*** MATERIALS PROVIDED ***
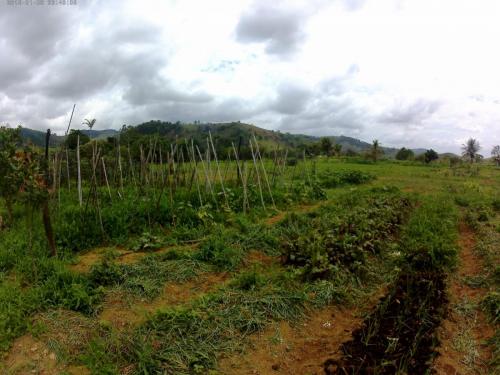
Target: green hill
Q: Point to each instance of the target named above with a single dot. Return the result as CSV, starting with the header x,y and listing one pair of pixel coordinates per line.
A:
x,y
224,134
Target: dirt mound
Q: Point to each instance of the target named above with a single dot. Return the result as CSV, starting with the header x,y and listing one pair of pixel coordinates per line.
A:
x,y
400,333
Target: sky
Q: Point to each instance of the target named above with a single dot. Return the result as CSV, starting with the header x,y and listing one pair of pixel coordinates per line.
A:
x,y
413,73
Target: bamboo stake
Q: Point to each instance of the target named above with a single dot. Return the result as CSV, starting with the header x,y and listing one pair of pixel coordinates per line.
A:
x,y
80,198
264,170
218,169
67,169
207,177
106,176
258,176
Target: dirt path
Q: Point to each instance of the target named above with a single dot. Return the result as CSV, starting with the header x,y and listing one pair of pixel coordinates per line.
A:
x,y
122,313
464,332
299,349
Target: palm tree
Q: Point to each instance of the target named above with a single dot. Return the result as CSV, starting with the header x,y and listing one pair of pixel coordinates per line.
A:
x,y
375,151
470,149
495,153
89,123
337,149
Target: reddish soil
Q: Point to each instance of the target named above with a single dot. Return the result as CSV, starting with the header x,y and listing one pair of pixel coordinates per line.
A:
x,y
399,333
29,355
298,349
452,361
123,313
94,256
283,349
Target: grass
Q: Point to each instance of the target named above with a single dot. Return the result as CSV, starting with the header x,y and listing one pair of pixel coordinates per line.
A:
x,y
190,338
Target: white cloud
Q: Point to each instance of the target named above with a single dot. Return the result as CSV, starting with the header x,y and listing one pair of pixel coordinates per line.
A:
x,y
417,73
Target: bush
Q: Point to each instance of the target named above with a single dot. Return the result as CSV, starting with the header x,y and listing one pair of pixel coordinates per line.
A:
x,y
491,304
317,242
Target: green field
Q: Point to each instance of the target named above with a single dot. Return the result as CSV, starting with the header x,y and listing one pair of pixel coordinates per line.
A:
x,y
218,271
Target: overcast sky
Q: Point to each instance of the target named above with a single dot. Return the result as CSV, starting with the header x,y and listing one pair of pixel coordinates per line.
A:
x,y
418,73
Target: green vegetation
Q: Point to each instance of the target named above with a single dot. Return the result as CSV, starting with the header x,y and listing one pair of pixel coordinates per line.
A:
x,y
242,244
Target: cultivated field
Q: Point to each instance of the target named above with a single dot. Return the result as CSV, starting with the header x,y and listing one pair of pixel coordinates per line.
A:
x,y
202,266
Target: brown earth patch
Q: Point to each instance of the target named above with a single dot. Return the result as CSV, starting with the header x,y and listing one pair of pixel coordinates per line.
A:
x,y
302,348
472,327
122,311
284,349
87,260
30,356
258,257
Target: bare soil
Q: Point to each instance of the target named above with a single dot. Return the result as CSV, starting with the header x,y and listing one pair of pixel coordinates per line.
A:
x,y
298,349
301,209
87,260
122,312
451,360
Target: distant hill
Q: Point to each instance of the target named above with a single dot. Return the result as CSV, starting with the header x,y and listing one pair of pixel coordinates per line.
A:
x,y
37,137
223,133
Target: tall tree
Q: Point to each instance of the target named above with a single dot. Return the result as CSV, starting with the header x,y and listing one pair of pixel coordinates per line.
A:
x,y
470,149
404,154
326,146
89,123
375,150
430,155
337,149
495,153
9,167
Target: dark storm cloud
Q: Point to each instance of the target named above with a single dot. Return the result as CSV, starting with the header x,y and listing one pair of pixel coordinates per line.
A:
x,y
329,108
30,37
280,28
353,4
35,31
47,73
410,113
291,99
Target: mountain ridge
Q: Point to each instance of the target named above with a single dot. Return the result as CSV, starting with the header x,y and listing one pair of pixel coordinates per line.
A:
x,y
229,132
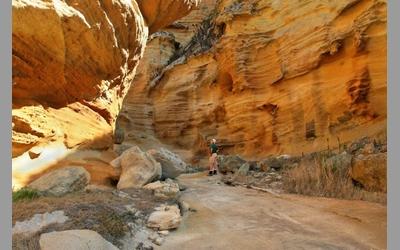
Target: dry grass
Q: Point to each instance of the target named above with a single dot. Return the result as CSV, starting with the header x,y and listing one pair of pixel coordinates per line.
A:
x,y
315,177
103,212
25,194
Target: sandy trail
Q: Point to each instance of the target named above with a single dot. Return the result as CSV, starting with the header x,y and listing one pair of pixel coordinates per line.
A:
x,y
239,218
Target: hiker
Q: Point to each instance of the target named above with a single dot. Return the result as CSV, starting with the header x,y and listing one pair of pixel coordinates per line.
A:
x,y
213,158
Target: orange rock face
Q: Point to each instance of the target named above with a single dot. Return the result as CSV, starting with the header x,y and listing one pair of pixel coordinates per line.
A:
x,y
73,62
280,77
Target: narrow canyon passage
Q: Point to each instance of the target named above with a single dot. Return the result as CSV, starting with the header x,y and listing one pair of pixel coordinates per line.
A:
x,y
228,217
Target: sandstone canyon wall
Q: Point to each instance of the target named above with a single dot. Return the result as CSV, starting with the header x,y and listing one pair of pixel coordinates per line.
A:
x,y
263,77
73,62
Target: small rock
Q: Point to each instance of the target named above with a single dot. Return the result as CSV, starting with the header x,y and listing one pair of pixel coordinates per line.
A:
x,y
131,209
184,206
165,217
137,168
167,189
163,232
61,181
172,165
97,188
159,241
229,163
370,171
38,222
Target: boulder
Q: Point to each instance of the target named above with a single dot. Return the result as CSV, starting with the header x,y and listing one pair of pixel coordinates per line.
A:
x,y
340,162
137,168
164,218
74,239
38,222
166,189
370,171
62,181
241,173
229,163
171,164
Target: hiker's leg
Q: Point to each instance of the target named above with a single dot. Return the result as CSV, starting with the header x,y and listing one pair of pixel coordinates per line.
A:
x,y
214,162
210,165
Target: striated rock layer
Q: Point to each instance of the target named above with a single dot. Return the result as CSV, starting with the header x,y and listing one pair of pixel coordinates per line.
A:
x,y
73,62
265,77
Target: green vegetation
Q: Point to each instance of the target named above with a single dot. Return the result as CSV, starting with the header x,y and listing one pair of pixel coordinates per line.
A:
x,y
25,194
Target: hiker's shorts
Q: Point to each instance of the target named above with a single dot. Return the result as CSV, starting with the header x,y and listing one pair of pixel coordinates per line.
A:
x,y
213,162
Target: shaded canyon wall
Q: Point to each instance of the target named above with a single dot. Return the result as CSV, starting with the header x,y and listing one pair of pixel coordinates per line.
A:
x,y
72,64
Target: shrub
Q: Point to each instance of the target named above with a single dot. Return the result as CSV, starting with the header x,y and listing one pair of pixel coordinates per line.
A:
x,y
25,194
319,176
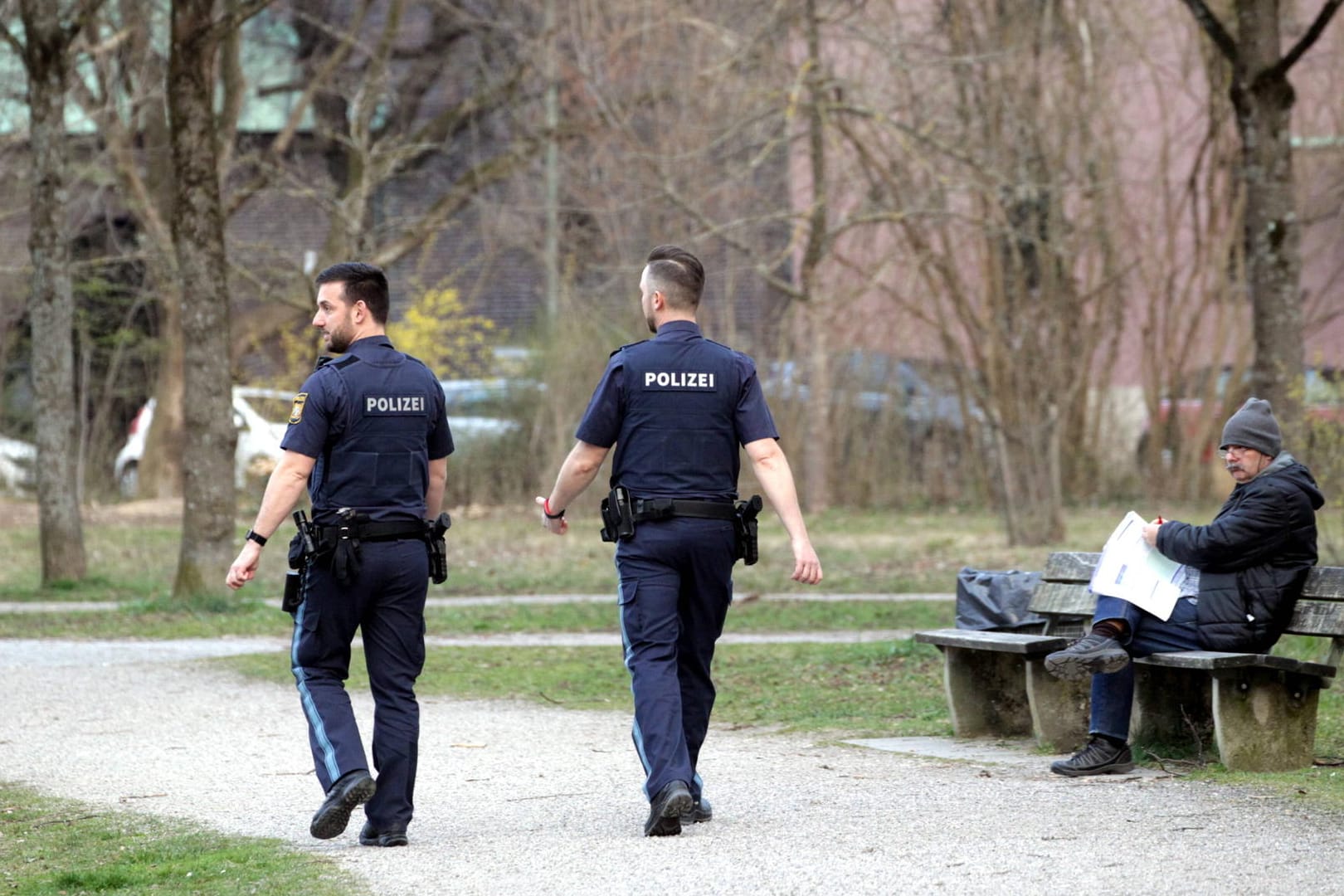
*** End of MATERIALS PROVIDED ***
WORK TO COMPLETE: All entries must be written out again exactly as given, with no pictures in the copy.

WRITTEN RESPONSE:
Target: green hill
Q: Point to each instance of the target named above with a single dot. Return the result as CSV, starting with the header x,y and listing one pair of pixel coordinates per line.
A:
x,y
224,134
Target: dirt mound
Q: Point to each instance of the target named above with a single dot. Return the result as CSV, starting with the header x,y and listing one pair of pixel coordinates per line.
A:
x,y
400,333
Target: sky
Q: Point to each instance of the target named above with a single dot. Return the result as CSV, starting with the header x,y and listing one pair of pixel coordinates per line.
A:
x,y
413,73
Target: bamboo stake
Q: Point to each instance of the target named above with a single dot. Return the result as CSV, starting with the header x,y and listing one pair of pixel coordinates per line.
A:
x,y
80,198
264,170
218,169
67,169
207,177
106,176
258,176
Target: dirt path
Q: Point to each instance of the target named above with a single dot. Return the result as CSV, starting with the header x,y and listing one pair of pixel coordinates per line.
A:
x,y
122,313
464,332
299,349
Target: palm tree
Q: Point to each instance of the target named above with a single dot. Return the result as CSV, starting with the header x,y and listing one pair of pixel coordinates per line.
A:
x,y
375,151
470,149
495,153
89,123
337,149
Target: reddish soil
Q: Point to each instance of the target named above with a single dot. Return the result as CSV, starting with the header x,y and listing one pair of pixel coordinates per line.
A:
x,y
399,333
29,355
298,349
452,361
123,313
94,256
283,349
Target: grass
Q: Point to each instance of the target named above with a single dot. Return the result as CSV, starting with the header x,y and listing one pair of pixel coordinates per line.
A:
x,y
190,338
Target: white cloud
Q: Point to each instance of the target named above with a single dot. Return the result as CSV, starting with the header x,y and listing one pair of pixel coordinates per line.
A:
x,y
417,73
Target: bush
Q: Point to each instance of the target named above with a single dot. Return the result as CSV, starting with the header x,y and listing one pair of pixel coordinates per line.
A:
x,y
491,304
317,242
Target: green field
Q: Point to each instance of the target named above with a single dot. Return the result as CSV, starting with the header x,y and listing one pair of pixel coordinates per line.
A:
x,y
218,271
Target: overcast sky
Q: Point to each instance of the target named above with a single dot. Return the result as CSV, starting with the header x,y and listing one pair of pixel coordinates per line.
A:
x,y
418,73
Target: green vegetation
Q: Point to each instance of the target named above with a single dot. Return the result as CSV, starting with the header x,y and listing one pair of pixel coordinates per line.
A:
x,y
242,244
Target: cultivated field
Q: Point to each instance of the target named above with a single dot. Return the result as CSV, starting with the header x,y and listing one pair of pixel coordinates per line.
A:
x,y
202,266
Target: brown earth patch
Q: Point to each instance of the target named above with a single dot. Return the result as CSV, starting with the header x,y and listing one pair of pixel coordinates per line.
A:
x,y
302,348
472,327
122,311
284,349
87,260
30,356
258,257
Target: bare soil
Q: Point to each instance of the target named above with a single dot. Return the result as CSV, starting with the header x,y and listing one pair of pixel coordinates per line.
A:
x,y
298,349
301,209
87,260
122,312
451,360
Target: distant hill
Q: Point to each instance of the target named above with a single dot. Return the result as CSV, starting with the header x,y and listing one pair of pixel coordinates per line.
A:
x,y
37,137
223,133
Target: tall tree
Q: Point to each instance of the target named above with a single dot. Return the result as CSV, starting with the header x,y and listing one pair of pixel coordinates per line.
A:
x,y
470,149
404,154
326,146
89,123
375,150
430,155
337,149
495,153
9,167
Target: dark storm cloud
Q: Point to each instance of the target named above with a single dot. Return the result as CSV, starting with the header x,y and listing one pair of pixel coordinates per line.
A:
x,y
329,108
30,37
280,28
353,4
35,31
47,73
410,113
291,99
Target: mountain ridge
Q: Point to each instance of the target named above with a single dot. Return the result as CSV, starting with the header x,y and listing one pair of pixel coordinates per line.
A:
x,y
229,132
Target: dry grass
Q: Point to each instance of the target named above with a single dot. Return the result as CSV, starting with the header x,y and listing one pair of pixel coordinates per line.
A:
x,y
315,177
103,212
25,194
Target: sandy trail
Q: Point to each instance of the target named above with a single dot. Return the result as CSV, starting with the header x,y and listing one pair of pixel coordinates per line.
A:
x,y
239,218
Target: hiker
Q: Point to each instance of the target named above with a single dot. Return the result as CSV, starting with the header x,y and listing one pair of pixel coordinates per line.
A:
x,y
213,158
Target: orange rock face
Q: Point to each instance of the target named above with a single dot. Return the result as CSV, starting with the header x,y and listing one pair of pixel coordinates per line.
A:
x,y
73,62
280,77
Target: narrow canyon passage
Q: Point to each instance of the target named above with a single dot. Return the result as CSV, starting with the header x,y and listing one pair of pixel coordinates per line.
A:
x,y
228,217
Target: sandstone canyon wall
Q: Point to each instance of the target named above with a single dot. Return the result as CSV, starting with the header x,y and listing one pair of pixel coordinates per line.
A:
x,y
263,77
73,62
Target: small rock
Q: Point to each instance of the target named above with a single dot. Return the result as CSV, starting with the header x,y and listing one pair of pixel coordinates per line.
A:
x,y
131,209
184,206
165,217
137,168
167,189
163,232
61,181
172,165
97,188
159,241
229,163
370,171
38,222
Target: boulder
Q: Point to each instance of the target named above with a single dot. Return the result as CSV, starting with the header x,y and listing one pair of pixel coordinates per line.
A:
x,y
340,162
137,168
164,218
74,239
38,222
166,189
370,171
62,181
241,173
229,163
171,164
Target: hiker's leg
Q: Point to each instance of the target named above with a single dot. Return the result as CSV, starting with the header x,y and listing one pair of pixel coordinates per line.
A:
x,y
214,162
210,165
Target: striated rock layer
Q: Point to each instance of the target named above with a single dot. Return the result as CSV, starting with the header x,y and listing one pair of pixel coordinates per line.
A:
x,y
73,62
265,77
Target: green vegetation
Q: Point to each instance of the target named above with a single dot. Return the result as CSV, starting with the header x,y and listing one pair of pixel coordinates per line.
A:
x,y
25,194
Target: hiker's shorts
Q: Point to each instance of the target named above with a single dot. Return the result as CSV, starting with the header x,y and listing one pair of pixel coordinates per line.
A:
x,y
213,162
Target: shaded canyon wall
Q: Point to each instance of the target named above with a single dot. Return the result as CSV, starting with the header x,y and listing one pair of pixel coordinates per line.
A:
x,y
72,64
Target: shrub
Q: Point to each instance of the target named above with a single dot. Return the result as CSV, starting with the header x,y and listing one pair of pixel coordinates per line.
A:
x,y
25,194
319,176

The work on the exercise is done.